**Textauszug**
+++

Peter Lawson kommt aus Sierra Leone und lebt seit vier Jahren in einem Heim
für Asylbewerber im Landkreis Uckermark nahe der polnischen Grenze. Genauer
gesagt: in einer ehemaligen russischen Kaserne im Wald nahe Crussow. Zum
Sport ging der junge Mann regelmäßig nach Schwedt. Im Januar wurde er dort
von zwei Neonazis verprügelt. Noch heute leidet er unter den Folgen der
schlimmen Verletzungen. Hinzu kommt, dass er sich fast nicht mehr vor die
Tür traut und sich nicht mehr den rassistischen Beschimpfungen in den
Kleinstädten Schwedt und Angermünde aussetzen will.
„Mit unserer Hilfe hat Peter Lawson einen Antrag gestellt, nach Prenzlau
umziehen zu dürfen“, erklärt Kay Wendel, der den Fall zuvor geschildert
hat. Er ist Projektleiter beim Verein Opferperspektive in Potsdam. Peter
Lawson ist eines der Opfer rechtsextremer Gewalt, um die sich die
Opferperspektive seit 1998 kümmert. „Rund 200 Menschen haben wir im
vergangenen Jahr betreut“, sagt Geschäftsführerin Judith Porath. Hier im
Büro in der Potsdamer Schloßstraße besprechen und koordinieren sieben
Mitarbeiter notwendige Hilfen und Unterstützungen für Betroffene aus
Brandenburg.
Zum Beispiel für Mehmet Cimendag, dessen Döner-Stand in Rheinsberg komplett
abgebrannt ist. „Es war bereits der vierte Anschlag mit fremdenfeindlichem
Hintergrund auf seinen Imbiss“, sagt Kay Wendel. Nun sammele die
Opferperspektive Spenden, damit sich Mehmet Cimendag bald wieder eine
Existenz aufbauen kann. „Rund 15.000 Euro sind schon zusammengekommen.“
Neben finanzieller Hilfestellung veröffentlicht der Verein
Aufklärungsmaterial und sorgt für juristische und psychologische Betreuung.

+++

**Aufgaben**
• a. Beantworten Sie anhand des Berichts über die Opferperspektive die folgenden Fragen.
(i) Aus welchem Land kommt Peter Lawson?
(ii) Seit welchem Jahr kümmert sich die Opferperspektive um Opfer rechtsextremer Gewalt?
(iii) Wie viel Geld ist an Spenden für Mehmet Cimendag schon zusammengekommen?
• b. Überarbeiten Sie im Bericht über die Opferperspektive den Abschnitt zwischen „Peter Lawson kommt“ und „Angermünde aussetzen will.“ einschließlich, und ersetzen Sie dabei „Asylbewerber“ durch „Geflüchtete“.
• c. Nehmen Sie den Bericht über die Opferperspektive wieder auf, und setzen Sie ihn nach seinem letzten Satz fort.

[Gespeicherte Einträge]
+++

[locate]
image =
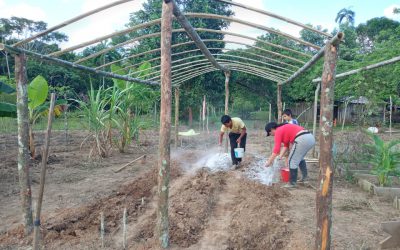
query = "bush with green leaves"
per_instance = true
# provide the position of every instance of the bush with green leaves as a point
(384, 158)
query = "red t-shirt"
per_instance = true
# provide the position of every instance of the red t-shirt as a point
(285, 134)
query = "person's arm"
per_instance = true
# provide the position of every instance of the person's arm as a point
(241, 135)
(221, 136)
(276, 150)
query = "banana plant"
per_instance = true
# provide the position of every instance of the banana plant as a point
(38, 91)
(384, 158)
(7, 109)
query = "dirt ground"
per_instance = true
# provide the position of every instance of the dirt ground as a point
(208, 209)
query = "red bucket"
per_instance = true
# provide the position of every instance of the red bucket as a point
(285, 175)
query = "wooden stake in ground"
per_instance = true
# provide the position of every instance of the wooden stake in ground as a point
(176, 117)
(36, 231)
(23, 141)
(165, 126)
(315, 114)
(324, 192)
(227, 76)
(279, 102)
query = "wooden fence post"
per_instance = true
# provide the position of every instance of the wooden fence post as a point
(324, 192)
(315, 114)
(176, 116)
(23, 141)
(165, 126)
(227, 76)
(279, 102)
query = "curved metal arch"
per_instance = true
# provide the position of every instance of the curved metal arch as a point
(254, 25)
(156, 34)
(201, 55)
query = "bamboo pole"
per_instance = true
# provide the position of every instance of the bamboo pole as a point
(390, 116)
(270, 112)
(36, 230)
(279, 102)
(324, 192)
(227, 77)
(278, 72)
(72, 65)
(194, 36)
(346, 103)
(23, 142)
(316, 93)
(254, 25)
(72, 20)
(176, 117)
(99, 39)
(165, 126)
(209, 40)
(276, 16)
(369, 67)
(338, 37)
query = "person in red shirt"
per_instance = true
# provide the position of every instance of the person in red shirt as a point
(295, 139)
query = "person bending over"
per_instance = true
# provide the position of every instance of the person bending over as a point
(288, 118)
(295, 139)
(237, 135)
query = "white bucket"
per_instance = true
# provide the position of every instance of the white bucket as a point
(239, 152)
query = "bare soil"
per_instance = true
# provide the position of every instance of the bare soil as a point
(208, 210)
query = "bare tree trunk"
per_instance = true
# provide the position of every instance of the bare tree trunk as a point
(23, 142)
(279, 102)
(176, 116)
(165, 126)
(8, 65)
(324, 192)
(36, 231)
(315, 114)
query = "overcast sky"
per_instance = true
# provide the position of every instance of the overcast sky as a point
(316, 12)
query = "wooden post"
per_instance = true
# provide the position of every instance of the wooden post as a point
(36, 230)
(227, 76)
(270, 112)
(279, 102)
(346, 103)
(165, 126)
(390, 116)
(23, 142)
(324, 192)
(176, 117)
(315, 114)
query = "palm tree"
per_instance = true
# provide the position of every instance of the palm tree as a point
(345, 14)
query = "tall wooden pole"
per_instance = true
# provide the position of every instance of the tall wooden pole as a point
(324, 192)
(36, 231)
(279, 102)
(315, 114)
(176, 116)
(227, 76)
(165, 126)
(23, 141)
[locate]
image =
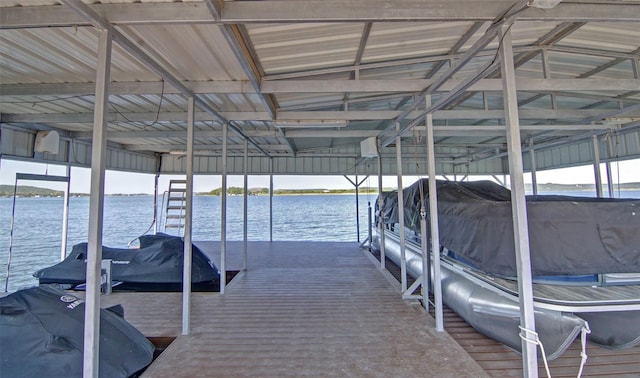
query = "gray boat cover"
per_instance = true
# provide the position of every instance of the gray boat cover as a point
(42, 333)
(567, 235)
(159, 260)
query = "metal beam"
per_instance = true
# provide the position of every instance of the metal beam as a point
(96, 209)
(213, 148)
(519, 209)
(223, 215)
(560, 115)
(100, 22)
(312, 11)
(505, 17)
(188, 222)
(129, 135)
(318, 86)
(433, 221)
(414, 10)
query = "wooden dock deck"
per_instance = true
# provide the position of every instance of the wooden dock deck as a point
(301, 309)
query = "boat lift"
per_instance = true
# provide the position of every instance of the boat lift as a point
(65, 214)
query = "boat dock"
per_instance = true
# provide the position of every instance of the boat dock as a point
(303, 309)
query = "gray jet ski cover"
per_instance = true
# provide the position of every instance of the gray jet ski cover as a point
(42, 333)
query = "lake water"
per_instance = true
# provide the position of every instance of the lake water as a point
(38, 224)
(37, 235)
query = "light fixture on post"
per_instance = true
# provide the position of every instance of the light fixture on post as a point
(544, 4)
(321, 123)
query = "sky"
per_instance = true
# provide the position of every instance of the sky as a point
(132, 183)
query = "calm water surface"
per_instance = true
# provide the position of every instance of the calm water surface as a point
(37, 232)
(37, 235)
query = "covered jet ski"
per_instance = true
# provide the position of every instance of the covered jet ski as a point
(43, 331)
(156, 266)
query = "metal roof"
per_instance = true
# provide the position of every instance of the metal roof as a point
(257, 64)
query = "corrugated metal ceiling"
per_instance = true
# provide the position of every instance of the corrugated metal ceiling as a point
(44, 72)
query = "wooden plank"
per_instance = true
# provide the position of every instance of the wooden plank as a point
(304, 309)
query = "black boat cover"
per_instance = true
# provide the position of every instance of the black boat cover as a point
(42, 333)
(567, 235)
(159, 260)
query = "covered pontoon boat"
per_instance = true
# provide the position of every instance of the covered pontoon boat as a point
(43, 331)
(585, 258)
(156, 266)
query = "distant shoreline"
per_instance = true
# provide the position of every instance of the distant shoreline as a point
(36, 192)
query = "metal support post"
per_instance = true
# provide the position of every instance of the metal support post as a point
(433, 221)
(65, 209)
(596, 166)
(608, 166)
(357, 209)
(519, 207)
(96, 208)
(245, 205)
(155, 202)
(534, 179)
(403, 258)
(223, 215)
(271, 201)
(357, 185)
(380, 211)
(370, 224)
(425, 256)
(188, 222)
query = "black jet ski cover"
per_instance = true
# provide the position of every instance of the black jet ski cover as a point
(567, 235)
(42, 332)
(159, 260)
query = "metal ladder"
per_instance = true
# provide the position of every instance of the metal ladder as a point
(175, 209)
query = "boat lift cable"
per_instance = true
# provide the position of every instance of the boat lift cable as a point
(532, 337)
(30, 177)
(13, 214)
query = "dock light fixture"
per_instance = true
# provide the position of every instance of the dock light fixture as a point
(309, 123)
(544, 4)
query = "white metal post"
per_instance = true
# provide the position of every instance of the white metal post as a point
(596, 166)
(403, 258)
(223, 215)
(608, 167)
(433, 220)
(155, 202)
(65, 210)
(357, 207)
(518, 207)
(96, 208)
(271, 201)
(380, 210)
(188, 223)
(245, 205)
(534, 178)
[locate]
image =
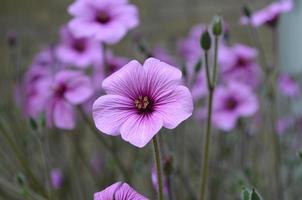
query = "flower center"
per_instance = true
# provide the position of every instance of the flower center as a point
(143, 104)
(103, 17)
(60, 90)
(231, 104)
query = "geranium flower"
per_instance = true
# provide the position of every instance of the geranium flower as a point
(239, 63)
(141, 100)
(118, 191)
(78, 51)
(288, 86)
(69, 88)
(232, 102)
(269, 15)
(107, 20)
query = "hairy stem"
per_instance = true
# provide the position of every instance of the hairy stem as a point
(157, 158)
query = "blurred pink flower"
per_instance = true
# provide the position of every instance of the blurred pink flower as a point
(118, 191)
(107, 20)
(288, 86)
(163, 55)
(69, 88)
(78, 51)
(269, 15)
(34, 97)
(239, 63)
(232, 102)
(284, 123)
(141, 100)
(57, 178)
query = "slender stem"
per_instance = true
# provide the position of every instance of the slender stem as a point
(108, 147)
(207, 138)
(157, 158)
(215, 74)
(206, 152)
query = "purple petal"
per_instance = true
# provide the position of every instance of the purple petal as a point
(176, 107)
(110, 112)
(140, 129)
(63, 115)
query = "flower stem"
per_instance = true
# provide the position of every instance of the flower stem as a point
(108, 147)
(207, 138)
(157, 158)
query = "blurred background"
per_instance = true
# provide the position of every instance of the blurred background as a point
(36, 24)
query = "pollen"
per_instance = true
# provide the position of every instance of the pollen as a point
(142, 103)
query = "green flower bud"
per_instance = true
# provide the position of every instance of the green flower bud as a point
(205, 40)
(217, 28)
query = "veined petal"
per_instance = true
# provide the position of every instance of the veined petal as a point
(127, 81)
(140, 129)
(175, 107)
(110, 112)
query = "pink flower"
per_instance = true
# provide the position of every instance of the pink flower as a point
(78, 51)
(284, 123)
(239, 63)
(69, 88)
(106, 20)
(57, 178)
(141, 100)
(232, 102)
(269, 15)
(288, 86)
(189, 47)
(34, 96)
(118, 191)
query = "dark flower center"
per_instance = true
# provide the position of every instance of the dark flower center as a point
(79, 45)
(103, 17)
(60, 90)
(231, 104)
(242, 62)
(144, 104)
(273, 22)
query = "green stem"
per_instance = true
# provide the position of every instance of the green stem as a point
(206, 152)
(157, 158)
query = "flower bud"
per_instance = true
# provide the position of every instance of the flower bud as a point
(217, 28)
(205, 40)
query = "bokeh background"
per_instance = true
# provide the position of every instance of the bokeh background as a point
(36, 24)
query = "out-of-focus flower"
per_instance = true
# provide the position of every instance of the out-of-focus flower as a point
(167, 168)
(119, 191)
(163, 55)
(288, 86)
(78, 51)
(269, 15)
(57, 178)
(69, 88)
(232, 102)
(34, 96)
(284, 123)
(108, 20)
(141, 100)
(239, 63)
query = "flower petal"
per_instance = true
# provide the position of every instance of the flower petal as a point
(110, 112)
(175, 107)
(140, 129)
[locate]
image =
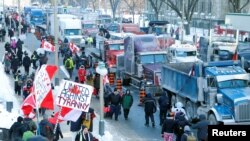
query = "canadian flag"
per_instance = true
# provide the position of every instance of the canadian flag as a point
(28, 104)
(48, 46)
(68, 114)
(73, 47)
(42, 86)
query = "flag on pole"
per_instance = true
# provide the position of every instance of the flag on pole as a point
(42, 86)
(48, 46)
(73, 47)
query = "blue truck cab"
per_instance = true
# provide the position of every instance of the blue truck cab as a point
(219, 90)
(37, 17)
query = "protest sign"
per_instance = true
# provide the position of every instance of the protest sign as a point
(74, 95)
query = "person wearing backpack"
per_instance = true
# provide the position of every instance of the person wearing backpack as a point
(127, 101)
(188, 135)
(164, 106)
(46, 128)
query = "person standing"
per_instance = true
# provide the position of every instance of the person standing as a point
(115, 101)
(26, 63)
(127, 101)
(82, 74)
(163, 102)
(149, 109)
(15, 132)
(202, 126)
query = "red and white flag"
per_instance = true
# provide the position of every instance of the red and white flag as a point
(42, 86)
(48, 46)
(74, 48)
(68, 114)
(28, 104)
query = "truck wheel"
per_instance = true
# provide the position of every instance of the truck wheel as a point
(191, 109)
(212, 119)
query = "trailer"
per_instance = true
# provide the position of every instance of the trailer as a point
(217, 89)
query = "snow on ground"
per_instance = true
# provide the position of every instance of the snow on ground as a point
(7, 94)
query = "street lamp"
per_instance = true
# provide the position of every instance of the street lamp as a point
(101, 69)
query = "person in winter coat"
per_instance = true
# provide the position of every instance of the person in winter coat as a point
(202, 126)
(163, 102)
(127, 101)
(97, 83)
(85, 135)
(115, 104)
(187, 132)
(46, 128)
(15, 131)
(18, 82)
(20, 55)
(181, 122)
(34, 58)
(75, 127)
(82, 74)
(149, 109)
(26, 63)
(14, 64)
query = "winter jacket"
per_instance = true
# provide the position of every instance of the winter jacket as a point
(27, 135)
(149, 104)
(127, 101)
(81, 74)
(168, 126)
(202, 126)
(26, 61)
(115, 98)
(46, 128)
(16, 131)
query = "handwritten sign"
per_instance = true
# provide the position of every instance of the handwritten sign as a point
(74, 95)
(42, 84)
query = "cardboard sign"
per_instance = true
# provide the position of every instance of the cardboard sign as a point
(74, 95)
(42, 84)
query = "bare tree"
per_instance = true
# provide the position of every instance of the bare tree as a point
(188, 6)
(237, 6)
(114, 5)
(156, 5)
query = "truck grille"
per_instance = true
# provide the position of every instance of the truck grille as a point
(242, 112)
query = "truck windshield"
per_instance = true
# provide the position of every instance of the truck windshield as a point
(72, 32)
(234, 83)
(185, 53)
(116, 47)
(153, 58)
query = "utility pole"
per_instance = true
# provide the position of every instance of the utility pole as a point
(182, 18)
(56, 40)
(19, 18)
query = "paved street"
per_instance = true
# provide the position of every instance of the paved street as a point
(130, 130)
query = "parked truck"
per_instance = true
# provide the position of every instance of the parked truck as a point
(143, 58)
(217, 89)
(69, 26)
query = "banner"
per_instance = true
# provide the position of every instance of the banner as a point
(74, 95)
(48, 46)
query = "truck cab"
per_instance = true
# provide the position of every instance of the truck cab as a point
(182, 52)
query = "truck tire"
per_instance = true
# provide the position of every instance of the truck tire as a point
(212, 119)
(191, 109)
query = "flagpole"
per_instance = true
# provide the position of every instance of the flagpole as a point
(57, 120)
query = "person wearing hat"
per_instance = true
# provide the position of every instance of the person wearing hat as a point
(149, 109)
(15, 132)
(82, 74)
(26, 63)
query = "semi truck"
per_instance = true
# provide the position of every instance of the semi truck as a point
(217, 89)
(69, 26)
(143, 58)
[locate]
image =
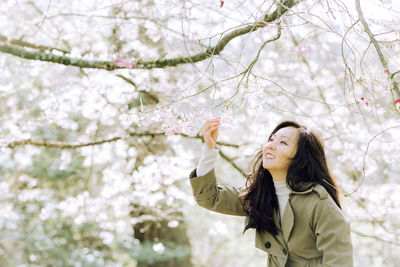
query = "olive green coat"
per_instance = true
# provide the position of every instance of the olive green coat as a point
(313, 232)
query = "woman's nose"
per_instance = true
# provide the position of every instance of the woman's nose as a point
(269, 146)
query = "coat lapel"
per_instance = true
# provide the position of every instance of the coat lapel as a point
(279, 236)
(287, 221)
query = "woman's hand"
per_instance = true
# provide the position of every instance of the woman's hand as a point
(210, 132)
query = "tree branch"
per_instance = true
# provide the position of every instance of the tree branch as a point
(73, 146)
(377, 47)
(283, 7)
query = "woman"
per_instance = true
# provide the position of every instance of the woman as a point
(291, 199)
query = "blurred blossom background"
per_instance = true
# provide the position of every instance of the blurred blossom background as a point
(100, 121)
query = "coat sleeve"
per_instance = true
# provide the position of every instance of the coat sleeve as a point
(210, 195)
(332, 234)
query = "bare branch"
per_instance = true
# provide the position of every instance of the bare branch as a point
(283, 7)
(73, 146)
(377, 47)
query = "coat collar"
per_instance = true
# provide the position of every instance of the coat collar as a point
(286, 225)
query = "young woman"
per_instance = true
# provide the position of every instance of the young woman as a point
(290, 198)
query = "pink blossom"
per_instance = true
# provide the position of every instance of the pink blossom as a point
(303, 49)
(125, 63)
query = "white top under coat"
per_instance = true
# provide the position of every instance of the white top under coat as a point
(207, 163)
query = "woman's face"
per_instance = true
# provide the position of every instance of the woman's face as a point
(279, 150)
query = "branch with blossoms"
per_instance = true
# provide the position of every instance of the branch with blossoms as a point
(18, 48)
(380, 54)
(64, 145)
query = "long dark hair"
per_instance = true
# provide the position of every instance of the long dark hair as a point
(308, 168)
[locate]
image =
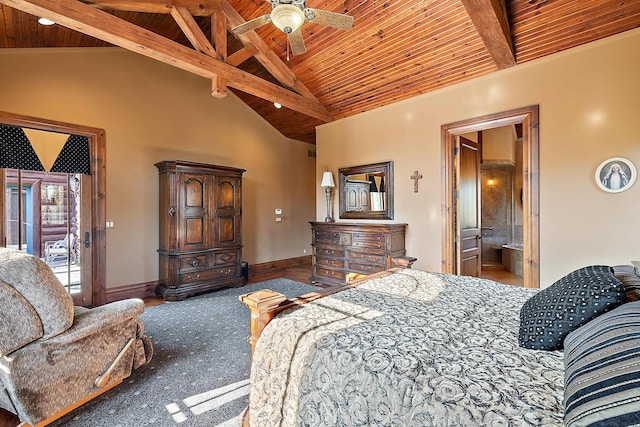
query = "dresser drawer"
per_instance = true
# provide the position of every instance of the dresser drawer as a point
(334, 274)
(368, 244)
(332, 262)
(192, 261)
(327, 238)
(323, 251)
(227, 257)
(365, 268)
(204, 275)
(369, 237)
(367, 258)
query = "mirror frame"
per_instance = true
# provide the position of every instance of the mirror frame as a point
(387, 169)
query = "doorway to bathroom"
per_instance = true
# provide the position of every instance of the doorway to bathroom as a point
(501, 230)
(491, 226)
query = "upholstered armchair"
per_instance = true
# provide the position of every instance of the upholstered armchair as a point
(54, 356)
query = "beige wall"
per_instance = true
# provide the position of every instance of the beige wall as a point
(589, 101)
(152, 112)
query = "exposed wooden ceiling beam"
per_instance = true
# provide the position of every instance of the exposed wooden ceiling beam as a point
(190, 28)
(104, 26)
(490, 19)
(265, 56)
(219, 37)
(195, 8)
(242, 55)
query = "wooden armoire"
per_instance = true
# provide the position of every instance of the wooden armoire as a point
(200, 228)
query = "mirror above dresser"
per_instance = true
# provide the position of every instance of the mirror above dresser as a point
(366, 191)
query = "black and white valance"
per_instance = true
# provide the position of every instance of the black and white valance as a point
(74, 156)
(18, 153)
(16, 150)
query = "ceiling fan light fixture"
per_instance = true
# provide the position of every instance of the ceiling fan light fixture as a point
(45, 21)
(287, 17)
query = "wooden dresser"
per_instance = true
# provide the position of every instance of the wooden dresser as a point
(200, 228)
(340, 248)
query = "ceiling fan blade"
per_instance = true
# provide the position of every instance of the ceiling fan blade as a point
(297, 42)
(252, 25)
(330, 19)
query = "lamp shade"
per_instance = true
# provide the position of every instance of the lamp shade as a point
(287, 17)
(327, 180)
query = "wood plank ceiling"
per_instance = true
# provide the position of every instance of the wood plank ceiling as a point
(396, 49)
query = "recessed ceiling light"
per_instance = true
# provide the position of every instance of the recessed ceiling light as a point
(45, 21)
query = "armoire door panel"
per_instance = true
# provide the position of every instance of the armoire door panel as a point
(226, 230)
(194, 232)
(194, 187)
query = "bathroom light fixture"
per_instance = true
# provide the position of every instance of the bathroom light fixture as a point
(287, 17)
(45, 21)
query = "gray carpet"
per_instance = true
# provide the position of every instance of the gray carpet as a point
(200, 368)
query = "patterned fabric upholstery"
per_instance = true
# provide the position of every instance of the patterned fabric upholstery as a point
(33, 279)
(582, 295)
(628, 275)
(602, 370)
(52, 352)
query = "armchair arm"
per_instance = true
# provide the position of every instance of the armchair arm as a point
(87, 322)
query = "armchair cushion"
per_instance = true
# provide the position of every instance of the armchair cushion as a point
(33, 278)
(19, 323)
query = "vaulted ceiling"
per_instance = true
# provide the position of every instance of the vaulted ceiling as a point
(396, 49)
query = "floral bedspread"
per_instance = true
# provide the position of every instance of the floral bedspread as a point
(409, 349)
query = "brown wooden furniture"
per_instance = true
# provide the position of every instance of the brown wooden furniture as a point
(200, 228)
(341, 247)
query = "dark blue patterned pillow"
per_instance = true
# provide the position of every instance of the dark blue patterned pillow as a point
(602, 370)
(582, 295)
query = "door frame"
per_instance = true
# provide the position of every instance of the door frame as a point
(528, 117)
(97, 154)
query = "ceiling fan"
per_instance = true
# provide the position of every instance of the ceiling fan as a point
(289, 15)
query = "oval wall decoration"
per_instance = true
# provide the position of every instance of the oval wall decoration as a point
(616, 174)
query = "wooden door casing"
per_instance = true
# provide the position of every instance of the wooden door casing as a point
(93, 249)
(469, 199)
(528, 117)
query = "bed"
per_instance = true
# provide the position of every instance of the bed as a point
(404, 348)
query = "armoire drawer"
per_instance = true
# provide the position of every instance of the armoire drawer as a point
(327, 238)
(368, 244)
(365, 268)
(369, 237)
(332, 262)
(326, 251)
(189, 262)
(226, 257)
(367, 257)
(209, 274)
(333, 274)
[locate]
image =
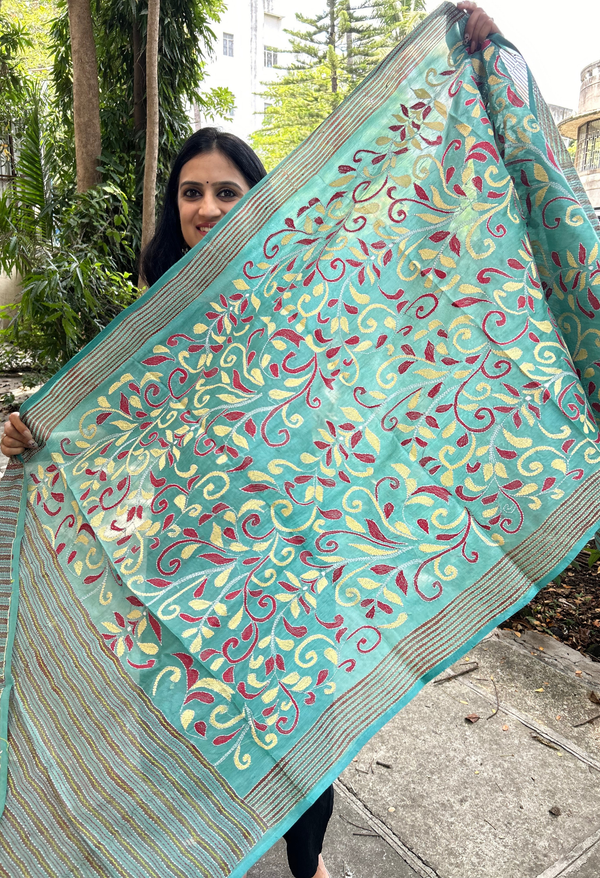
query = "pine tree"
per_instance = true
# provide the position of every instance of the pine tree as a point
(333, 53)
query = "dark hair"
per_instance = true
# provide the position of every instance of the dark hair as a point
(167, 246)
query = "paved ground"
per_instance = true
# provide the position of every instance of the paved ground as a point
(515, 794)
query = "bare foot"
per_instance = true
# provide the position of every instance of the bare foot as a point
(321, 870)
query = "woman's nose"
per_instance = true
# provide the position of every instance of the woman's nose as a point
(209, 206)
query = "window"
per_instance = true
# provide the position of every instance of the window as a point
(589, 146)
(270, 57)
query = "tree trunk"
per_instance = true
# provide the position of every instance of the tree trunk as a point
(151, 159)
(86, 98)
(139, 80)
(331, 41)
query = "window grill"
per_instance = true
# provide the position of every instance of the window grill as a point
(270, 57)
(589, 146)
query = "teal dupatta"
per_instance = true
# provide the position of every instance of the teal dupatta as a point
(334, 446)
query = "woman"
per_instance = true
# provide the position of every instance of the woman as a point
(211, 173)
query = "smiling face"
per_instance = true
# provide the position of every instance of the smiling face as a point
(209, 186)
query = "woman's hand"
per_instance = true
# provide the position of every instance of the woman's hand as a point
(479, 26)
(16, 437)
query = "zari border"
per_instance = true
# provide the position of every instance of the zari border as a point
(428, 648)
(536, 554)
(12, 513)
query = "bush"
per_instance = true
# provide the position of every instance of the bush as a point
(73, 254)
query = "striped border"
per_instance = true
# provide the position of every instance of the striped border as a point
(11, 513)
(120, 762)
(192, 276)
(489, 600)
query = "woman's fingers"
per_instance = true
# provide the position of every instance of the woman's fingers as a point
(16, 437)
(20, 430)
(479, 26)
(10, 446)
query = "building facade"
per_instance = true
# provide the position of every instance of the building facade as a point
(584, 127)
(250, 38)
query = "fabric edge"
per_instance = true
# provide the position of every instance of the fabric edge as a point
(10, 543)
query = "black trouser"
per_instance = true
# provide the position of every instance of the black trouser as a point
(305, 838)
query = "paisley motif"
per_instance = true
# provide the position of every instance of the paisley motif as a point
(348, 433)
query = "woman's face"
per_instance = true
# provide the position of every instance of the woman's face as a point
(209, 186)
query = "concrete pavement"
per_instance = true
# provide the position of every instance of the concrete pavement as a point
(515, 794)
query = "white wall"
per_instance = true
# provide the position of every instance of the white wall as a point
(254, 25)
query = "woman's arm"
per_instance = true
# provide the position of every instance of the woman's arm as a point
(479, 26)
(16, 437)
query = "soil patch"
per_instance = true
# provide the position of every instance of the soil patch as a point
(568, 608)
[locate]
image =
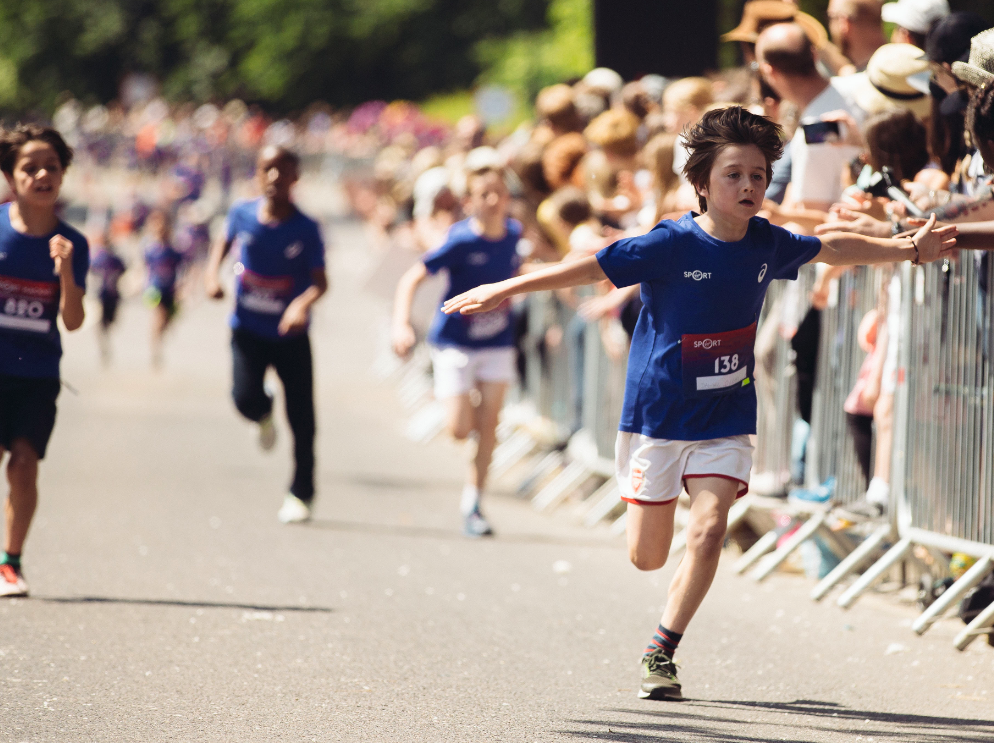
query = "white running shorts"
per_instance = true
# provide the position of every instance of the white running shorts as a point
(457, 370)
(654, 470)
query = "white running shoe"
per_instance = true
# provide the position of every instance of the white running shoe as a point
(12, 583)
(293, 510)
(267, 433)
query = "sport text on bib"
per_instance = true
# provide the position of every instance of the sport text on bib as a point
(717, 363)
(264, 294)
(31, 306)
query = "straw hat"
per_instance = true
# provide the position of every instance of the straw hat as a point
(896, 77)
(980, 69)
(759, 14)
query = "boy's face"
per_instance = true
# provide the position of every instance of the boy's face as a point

+++

**Lösungen**
• a.
(i) Peter Lawson kommt aus Sierra Leone.
(ii) Die Opferperspektive kümmert sich seit 1998 um Opfer rechtsextremer Gewalt.
(iii) Es sind schon rund 15.000 Euro zusammengekommen.

• b.
Peter Lawson kommt aus Sierra Leone und lebt seit vier Jahren in einem Heim
für Geflüchtete im Landkreis Uckermark nahe der polnischen Grenze. Genauer
gesagt: in einer ehemaligen russischen Kaserne im Wald nahe Crussow. Zum
Sport ging der junge Mann regelmäßig nach Schwedt. Im Januar wurde er dort
von zwei Neonazis verprügelt. Noch heute leidet er unter den Folgen der
schlimmen Verletzungen. Hinzu kommt, dass er sich fast nicht mehr vor die
Tür traut und sich nicht mehr den rassistischen Beschimpfungen in den
Kleinstädten Schwedt und Angermünde aussetzen will.

• c.
„Wir vermitteln den Geschädigten Therapeuten und Anwälte und begleiten sie
zu Prozessen“, erklärt Judith Porath und verweist darauf, dass es gar nicht
so einfach sei, geeignete Juristen zu finden: „Wir nehmen natürlich keinen,
der schon einmal einen rechten Schläger verteidigt hat.“ Zum Beispiel hat
sich der Verein eines Mannes aus Frankfurt (Oder) angenommen, dessen
Schicksal gerade für Aufsehen sorgte. Drei rechtsextreme Skinheads und zwei
Frauen haben den 23-Jährigen fast zu Tode gequält; mittlerweile sind sie zu
Haftstrafen verurteilt worden.
## Gezielte Opfersuche
Außerdem betreiben die Mitglieder der Initiative systematische Opfersuche.
Zeitungen werden gewälzt, Fälle recherchiert und Leidtragende aufgesucht.
„Wir fahren zu den Leuten hin und machen uns ein Bild von der Situation vor
Ort“, beschreibt Wendel. „Opfer rechter Gewalt haben oft Angst, selbst
etwas zu unternehmen oder gar Anzeige zu erstatten, deshalb müssen wir auf
sie zugehen.“ Auch potenziell Betroffene – also Menschen, die aufgrund
ihrer Herkunft oder ihrer politischen Einstellungen Ziel eines Übergriffs
werden könnten – werden von der Opferperspektive gezielt angesprochen und
ermuntert, sich zu wehren und ihr Leben selbst in die Hand zu nehmen.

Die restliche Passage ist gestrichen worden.